### TEXT EXTRACT
# Syncing servers



## nanotek (Jan 31, 2014)

Now that I've relocated one old box to another old but newer box. I would like to backup the new one to the old one on a daily basis. Essentially mirror the server, but I don't have zfs. What's the best way to do this over the LAN? net/rsync? How do I first setup the environment though? Do I need to first clone and restore the new box to the backup server and then implement rsync?


----------



## SirDice (Jan 31, 2014)

It depends a bit on what you want from the backups. A regular dump(8)/restore(8) will do but it'll be difficult to extract just a single file from it. Another option is to simply tar(1) stuff and store those. rsync can also be used to sync directories, the target directory doesn't need to have any files from it, the first run will copy everything, subsequent runs will only transfer the changes.


----------



## nanotek (Jan 31, 2014)

I want the backups in case of hardware failure or data corruption but also in the event of a broken system, so recovery, for lack of a better term. For example, it looks like my latest upgrade has rendered two systems all but unserviceable, so it would be nice to be able to "flash" an image to recover from such a scenario. Although something like the aforementioned situation, I'm hoping, is a rarity, a contingency plan seems prudent. Perhaps more importantly, I want a duplicate server ready to go live to provide at least email and cloud services with user data if the primary server breaks. In any event, I would like the process to be automated as much as possible. With that in mind, what do you suggest?

### GIVEN DATA
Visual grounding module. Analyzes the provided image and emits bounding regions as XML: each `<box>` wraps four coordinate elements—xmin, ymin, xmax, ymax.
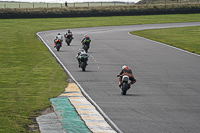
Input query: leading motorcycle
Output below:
<box><xmin>117</xmin><ymin>75</ymin><xmax>130</xmax><ymax>95</ymax></box>
<box><xmin>65</xmin><ymin>35</ymin><xmax>73</xmax><ymax>46</ymax></box>
<box><xmin>55</xmin><ymin>39</ymin><xmax>62</xmax><ymax>51</ymax></box>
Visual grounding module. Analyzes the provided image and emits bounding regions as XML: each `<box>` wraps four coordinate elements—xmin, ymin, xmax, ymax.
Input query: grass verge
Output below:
<box><xmin>131</xmin><ymin>26</ymin><xmax>200</xmax><ymax>54</ymax></box>
<box><xmin>0</xmin><ymin>14</ymin><xmax>200</xmax><ymax>133</ymax></box>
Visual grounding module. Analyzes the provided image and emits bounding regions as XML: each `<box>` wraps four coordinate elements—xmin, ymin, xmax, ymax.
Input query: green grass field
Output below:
<box><xmin>131</xmin><ymin>26</ymin><xmax>200</xmax><ymax>54</ymax></box>
<box><xmin>0</xmin><ymin>14</ymin><xmax>200</xmax><ymax>133</ymax></box>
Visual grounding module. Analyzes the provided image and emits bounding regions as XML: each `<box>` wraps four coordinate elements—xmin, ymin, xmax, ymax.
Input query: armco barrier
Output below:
<box><xmin>0</xmin><ymin>8</ymin><xmax>200</xmax><ymax>19</ymax></box>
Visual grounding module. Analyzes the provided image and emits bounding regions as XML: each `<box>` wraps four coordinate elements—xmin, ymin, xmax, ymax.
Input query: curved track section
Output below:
<box><xmin>38</xmin><ymin>22</ymin><xmax>200</xmax><ymax>133</ymax></box>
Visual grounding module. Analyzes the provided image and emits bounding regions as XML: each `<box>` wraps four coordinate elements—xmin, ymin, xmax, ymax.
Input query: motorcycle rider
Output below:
<box><xmin>64</xmin><ymin>30</ymin><xmax>74</xmax><ymax>39</ymax></box>
<box><xmin>119</xmin><ymin>65</ymin><xmax>136</xmax><ymax>88</ymax></box>
<box><xmin>81</xmin><ymin>34</ymin><xmax>91</xmax><ymax>48</ymax></box>
<box><xmin>54</xmin><ymin>33</ymin><xmax>63</xmax><ymax>48</ymax></box>
<box><xmin>76</xmin><ymin>49</ymin><xmax>89</xmax><ymax>67</ymax></box>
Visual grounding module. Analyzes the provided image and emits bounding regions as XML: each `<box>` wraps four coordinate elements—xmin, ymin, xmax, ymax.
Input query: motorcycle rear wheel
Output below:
<box><xmin>122</xmin><ymin>83</ymin><xmax>128</xmax><ymax>95</ymax></box>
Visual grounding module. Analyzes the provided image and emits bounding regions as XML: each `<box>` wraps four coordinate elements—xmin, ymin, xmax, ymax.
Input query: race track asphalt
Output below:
<box><xmin>39</xmin><ymin>22</ymin><xmax>200</xmax><ymax>133</ymax></box>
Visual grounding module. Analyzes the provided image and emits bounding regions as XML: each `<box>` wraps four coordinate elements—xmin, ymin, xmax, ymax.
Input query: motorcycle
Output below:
<box><xmin>117</xmin><ymin>75</ymin><xmax>130</xmax><ymax>95</ymax></box>
<box><xmin>55</xmin><ymin>39</ymin><xmax>62</xmax><ymax>51</ymax></box>
<box><xmin>83</xmin><ymin>43</ymin><xmax>90</xmax><ymax>53</ymax></box>
<box><xmin>80</xmin><ymin>56</ymin><xmax>88</xmax><ymax>71</ymax></box>
<box><xmin>65</xmin><ymin>35</ymin><xmax>73</xmax><ymax>46</ymax></box>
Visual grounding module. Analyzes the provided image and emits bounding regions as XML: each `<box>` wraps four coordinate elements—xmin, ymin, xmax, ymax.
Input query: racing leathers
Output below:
<box><xmin>64</xmin><ymin>31</ymin><xmax>73</xmax><ymax>39</ymax></box>
<box><xmin>81</xmin><ymin>35</ymin><xmax>91</xmax><ymax>48</ymax></box>
<box><xmin>119</xmin><ymin>66</ymin><xmax>136</xmax><ymax>88</ymax></box>
<box><xmin>54</xmin><ymin>33</ymin><xmax>63</xmax><ymax>48</ymax></box>
<box><xmin>76</xmin><ymin>49</ymin><xmax>89</xmax><ymax>67</ymax></box>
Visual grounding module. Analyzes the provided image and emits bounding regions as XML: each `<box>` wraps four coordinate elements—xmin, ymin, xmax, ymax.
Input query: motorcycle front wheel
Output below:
<box><xmin>81</xmin><ymin>61</ymin><xmax>86</xmax><ymax>71</ymax></box>
<box><xmin>122</xmin><ymin>83</ymin><xmax>128</xmax><ymax>95</ymax></box>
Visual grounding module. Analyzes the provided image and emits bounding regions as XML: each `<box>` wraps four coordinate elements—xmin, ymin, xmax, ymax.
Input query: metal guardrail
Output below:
<box><xmin>0</xmin><ymin>0</ymin><xmax>200</xmax><ymax>9</ymax></box>
<box><xmin>0</xmin><ymin>2</ymin><xmax>134</xmax><ymax>8</ymax></box>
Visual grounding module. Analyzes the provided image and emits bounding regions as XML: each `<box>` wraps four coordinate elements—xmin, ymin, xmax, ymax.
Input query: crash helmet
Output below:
<box><xmin>122</xmin><ymin>65</ymin><xmax>127</xmax><ymax>69</ymax></box>
<box><xmin>79</xmin><ymin>48</ymin><xmax>85</xmax><ymax>52</ymax></box>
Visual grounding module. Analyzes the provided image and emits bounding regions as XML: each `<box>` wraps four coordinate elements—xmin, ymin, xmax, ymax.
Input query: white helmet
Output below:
<box><xmin>122</xmin><ymin>65</ymin><xmax>127</xmax><ymax>69</ymax></box>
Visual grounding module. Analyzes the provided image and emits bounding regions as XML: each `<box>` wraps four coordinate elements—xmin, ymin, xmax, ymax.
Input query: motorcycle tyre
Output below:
<box><xmin>122</xmin><ymin>83</ymin><xmax>128</xmax><ymax>95</ymax></box>
<box><xmin>81</xmin><ymin>62</ymin><xmax>86</xmax><ymax>71</ymax></box>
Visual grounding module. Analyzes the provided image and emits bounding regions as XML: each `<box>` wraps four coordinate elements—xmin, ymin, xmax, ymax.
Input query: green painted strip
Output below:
<box><xmin>50</xmin><ymin>97</ymin><xmax>91</xmax><ymax>133</ymax></box>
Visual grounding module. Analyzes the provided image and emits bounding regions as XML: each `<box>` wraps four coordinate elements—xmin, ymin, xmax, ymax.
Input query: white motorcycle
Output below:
<box><xmin>117</xmin><ymin>75</ymin><xmax>130</xmax><ymax>95</ymax></box>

### WHAT IS NEEDED
Continue the forum thread on syncing servers, starting after its last post.

### WRITTEN RESPONSE
----------



## SirDice (Jan 31, 2014)

I would only backup the data and configuration files. It's usually faster installing a fresh FreeBSD compared to a restore(8). With a tar(1) or rsync it'll also be easier to restore a single file should it go missing or corrupt.


----------



## nanotek (Jan 31, 2014)

Thanks, @SirDice. Are there scripts that automate tar(1)? I don't particularly want to sit there and `tar` /usr/ and /root and send them across the LAN every evening. Would `rsync` be better at automating this process?


----------



## SirDice (Jan 31, 2014)

I usually create my own scripts to do this. Basically you set up a @backup user and allow it to `sudo tar` (so you can backup everything). The script contains a number of commands like this:
`ssh backup@server "sudo tar -C / -zcf - etc" > /storage/backups/server/etc-`date "+%Y%m%d"`.tgz`

Authentication is done using public/private key authentication and the script itself is run from @backup's crontab(1).


----------



## nanotek (Jan 31, 2014)

Nice! Thanks, @SirDice.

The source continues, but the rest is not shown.